### Given task
Set down the lines of the material below, copying every one of them without any change.

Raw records

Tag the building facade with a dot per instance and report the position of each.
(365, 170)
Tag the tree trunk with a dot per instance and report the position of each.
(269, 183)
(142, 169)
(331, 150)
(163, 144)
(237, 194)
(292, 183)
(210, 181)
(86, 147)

### Complete response
Tag the building facade with a dot per instance and report the position of each.
(365, 170)
Tag the tree trunk with a dot per instance and report the position of each.
(269, 183)
(142, 169)
(331, 150)
(163, 144)
(237, 194)
(292, 183)
(210, 181)
(86, 147)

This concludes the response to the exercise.